Work request - Whenever a line below mentions the word "referee", that line should be copied.

[Start of section]

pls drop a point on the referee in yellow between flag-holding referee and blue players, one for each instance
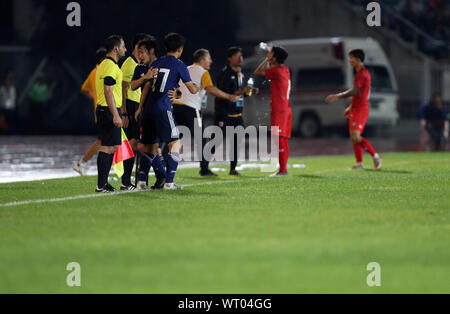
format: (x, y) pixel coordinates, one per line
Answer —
(130, 103)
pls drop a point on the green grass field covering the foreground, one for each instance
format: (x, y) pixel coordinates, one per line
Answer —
(314, 231)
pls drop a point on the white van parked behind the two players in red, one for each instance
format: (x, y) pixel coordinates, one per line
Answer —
(320, 67)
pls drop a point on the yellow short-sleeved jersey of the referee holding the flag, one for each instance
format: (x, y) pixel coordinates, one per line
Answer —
(109, 73)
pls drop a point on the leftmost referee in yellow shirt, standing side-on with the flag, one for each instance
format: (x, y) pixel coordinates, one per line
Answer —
(108, 84)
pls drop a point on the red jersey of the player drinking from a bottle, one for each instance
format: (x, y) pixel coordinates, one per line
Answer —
(280, 87)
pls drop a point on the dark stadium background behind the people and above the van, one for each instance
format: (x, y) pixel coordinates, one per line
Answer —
(34, 33)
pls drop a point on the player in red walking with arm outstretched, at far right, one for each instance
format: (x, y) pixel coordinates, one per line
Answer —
(358, 111)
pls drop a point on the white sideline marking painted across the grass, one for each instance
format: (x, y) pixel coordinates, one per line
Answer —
(87, 196)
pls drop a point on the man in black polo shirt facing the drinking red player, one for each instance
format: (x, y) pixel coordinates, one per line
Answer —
(231, 81)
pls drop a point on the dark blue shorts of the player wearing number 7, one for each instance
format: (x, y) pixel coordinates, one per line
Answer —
(159, 127)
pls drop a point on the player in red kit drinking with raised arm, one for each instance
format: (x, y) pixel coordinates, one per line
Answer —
(280, 90)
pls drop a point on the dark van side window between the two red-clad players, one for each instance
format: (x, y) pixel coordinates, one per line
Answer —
(318, 79)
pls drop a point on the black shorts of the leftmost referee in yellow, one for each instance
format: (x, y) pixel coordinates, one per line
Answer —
(108, 133)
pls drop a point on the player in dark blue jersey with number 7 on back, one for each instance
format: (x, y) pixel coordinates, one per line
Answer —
(158, 124)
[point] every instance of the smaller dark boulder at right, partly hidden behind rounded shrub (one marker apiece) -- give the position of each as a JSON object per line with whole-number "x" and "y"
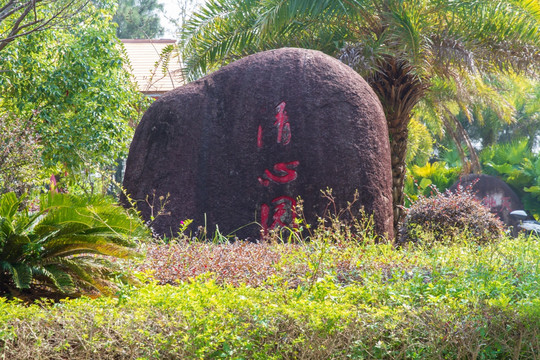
{"x": 495, "y": 194}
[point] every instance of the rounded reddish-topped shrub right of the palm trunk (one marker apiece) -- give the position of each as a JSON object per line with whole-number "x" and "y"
{"x": 448, "y": 215}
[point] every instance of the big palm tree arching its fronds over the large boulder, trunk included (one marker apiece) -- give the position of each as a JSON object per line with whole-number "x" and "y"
{"x": 398, "y": 46}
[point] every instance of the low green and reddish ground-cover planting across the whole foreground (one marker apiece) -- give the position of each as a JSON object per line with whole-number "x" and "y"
{"x": 317, "y": 300}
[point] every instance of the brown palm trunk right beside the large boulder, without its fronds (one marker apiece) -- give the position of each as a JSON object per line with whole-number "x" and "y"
{"x": 399, "y": 90}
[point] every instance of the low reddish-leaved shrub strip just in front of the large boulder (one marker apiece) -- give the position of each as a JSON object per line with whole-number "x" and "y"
{"x": 254, "y": 264}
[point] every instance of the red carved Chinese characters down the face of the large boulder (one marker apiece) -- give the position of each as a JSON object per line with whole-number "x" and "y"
{"x": 282, "y": 210}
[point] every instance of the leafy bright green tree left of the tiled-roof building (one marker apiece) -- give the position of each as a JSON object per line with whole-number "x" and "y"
{"x": 69, "y": 89}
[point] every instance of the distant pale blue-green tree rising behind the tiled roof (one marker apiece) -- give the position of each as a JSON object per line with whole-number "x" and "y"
{"x": 138, "y": 19}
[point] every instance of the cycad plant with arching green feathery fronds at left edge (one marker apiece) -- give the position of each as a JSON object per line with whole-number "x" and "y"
{"x": 67, "y": 248}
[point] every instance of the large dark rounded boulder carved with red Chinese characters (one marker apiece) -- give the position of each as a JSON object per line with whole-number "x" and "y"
{"x": 237, "y": 147}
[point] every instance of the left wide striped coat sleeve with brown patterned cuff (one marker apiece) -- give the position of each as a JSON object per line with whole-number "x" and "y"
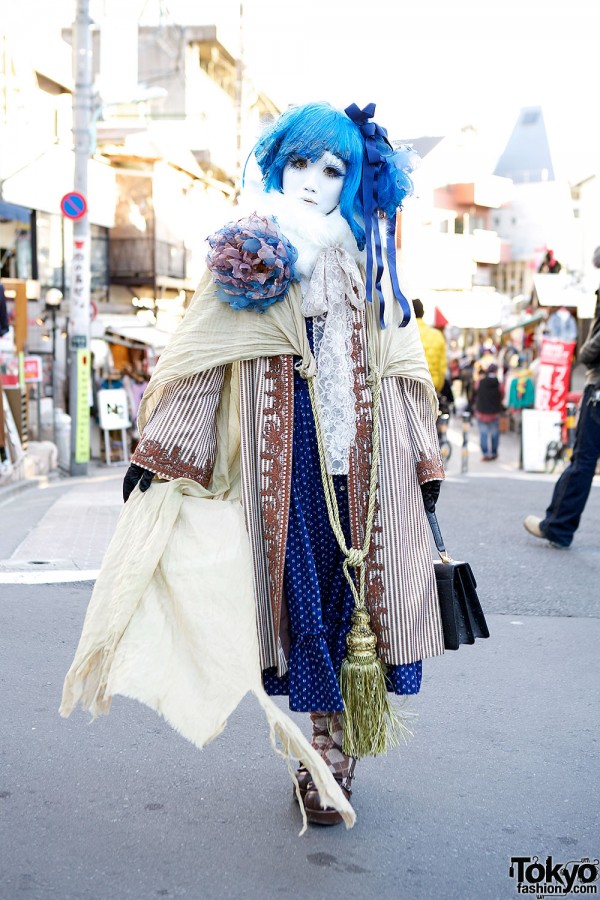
{"x": 179, "y": 440}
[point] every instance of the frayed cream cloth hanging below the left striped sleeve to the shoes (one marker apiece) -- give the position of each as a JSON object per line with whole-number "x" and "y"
{"x": 171, "y": 623}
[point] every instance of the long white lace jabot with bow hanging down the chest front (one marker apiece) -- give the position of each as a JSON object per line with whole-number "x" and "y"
{"x": 335, "y": 287}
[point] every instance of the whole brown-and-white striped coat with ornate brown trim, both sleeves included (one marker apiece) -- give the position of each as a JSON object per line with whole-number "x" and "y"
{"x": 180, "y": 441}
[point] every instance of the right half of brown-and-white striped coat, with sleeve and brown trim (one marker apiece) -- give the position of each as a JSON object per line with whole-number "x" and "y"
{"x": 400, "y": 580}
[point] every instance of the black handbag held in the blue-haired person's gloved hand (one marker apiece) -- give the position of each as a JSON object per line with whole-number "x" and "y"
{"x": 462, "y": 615}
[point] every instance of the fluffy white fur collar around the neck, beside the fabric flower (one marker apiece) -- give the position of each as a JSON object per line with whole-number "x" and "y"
{"x": 309, "y": 231}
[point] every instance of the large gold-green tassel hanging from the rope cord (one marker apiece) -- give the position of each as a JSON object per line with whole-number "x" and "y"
{"x": 371, "y": 725}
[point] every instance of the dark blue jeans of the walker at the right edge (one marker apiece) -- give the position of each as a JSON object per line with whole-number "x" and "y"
{"x": 573, "y": 487}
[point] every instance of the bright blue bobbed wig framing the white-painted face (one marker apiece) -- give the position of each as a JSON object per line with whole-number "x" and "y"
{"x": 311, "y": 130}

[End of section]

Problem solution -
pls drop a point on the referee in yellow between flag-holding referee and blue players, one for each instance
pls drop a point on the yellow short-sleeved jersey of the referee holding the flag, one for each instance
pls drop a point on the leftmost referee in yellow shirt, standing side-on with the flag, one for each instance
pls drop a point on the black shorts of the leftmost referee in yellow, one for each instance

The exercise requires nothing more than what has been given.